### Ziel der Übung:
Beantworten Sie anhand des Lerntexts über ESPRESSO die folgenden Fragen:
1. An welchem Teleskop wurde ESPRESSO installiert?
2. In welchem Zeitraum baute das Team den Spektrographen auf dem Paranal-Gelände wieder zusammen und testete ihn?
3. Welche Genauigkeit erreicht HARPS bei der Messung der Radialgeschwindigkeiten von Sternen?

### Lerntext:
::::
“First Light” für ESPRESSO
Der neue ultrahochauflösende Spektrograph ESPRESSO hat seinen ersten Stern erfolgreich beobachtet. ESPRESSO wurde von einem Konsortium unter der Leitung von Francesco Pepe, Professor am Institut für Astronomie der Universität Genf und Mitglied von PlanetS, entwickelt und am Very Large Telescope (VLT) der ESO in Chile installiert. Der Spektrograph wird nach winzigen Änderungen in der Geschwindigkeit von Sternen suchen, Zeichen für die Anwesenheit eines Planeten. Dies ist das erste Mal, dass ein Instrument Licht von allen vier 8-Meter-Teleskopen des VLT zusammenführen kann, was einer Maschine mit einem Durchmesser von 16 Metern entspricht.
Nach einer ziemlich turbulenten Reise von Genf nach Chile waren alle Kisten mit den ESPRESSO-Teilen gut auf dem Paranal angekommen (siehe September-Ausgabe des Observer: http://nccr-planets.ch/de/blog/2017/09/27/tschuess-espresso/). In nur zwei Monaten baute das gesamte Team den Spektrographen auf dem Paranal-Gelände wieder zusammen und testete ihn. Dabei waren vor den ersten Beobachtungen einige Anpassungen nötig.
Am 27. November, dem vorgesehenen Datum für „First Light“, traf sich das ESPRESSO-Team mit leitenden Vertretern der ESO, um den ersten Stern anzupeilen. Das neue Instrument gehört zur Nachfolgegeneration von HARPS, dem bis heute weltweit besten Spektrographen, der bei der Messung der Radialgeschwindigkeiten von Sternen eine Genauigkeit von bis zu 1 m/s erreicht. ESPRESSO kann eine Präzision von einigen Zentimetern pro Sekunde erlangen.
“Der Erfolg, der heute erzielt wurde, ist das Resultat der Arbeit vieler Beteiligten während 10 Jahren”, sagt Francesco Pepe, Astronom an der Universität Genf und verantwortlich für das Projekt: “ESPRESSO ist nicht nur die Weiterentwicklung unserer bisherigen Instrumente (einschliesslich HARPS), sondern bedeutet dank seiner höheren Präzision und Auflösung eine grosse Wende für die Welt der Planetologie. Es wird mindestens ein Jahrzehnt lang nicht übertroffen werden. Ich kann es kaum erwarten, bis wir unseren ersten Gesteinsplaneten finden werden.” Tatsächlich kann ESPRESSO mit seiner Genauigkeit von zehn Zentimetern pro Sekunde bei der Geschwindigkeit der Sterne (die sich mit mehreren Dutzend Kilometer pro Sekunde bewegen) Planetenmassen messen, die so klein sind wie diejenige der Erde.
::::
### Quelldaten:

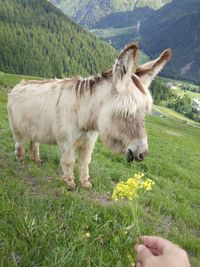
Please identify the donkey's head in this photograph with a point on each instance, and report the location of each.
(122, 119)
::::
### Antwortbereich:
1. ESPRESSO wurde am Very Large Telescope (VLT) der ESO in Chile installiert.
2. Das Team brauchte dafür nur zwei Monate.
3. HARPS erreicht eine Genauigkeit von bis zu 1 m/s.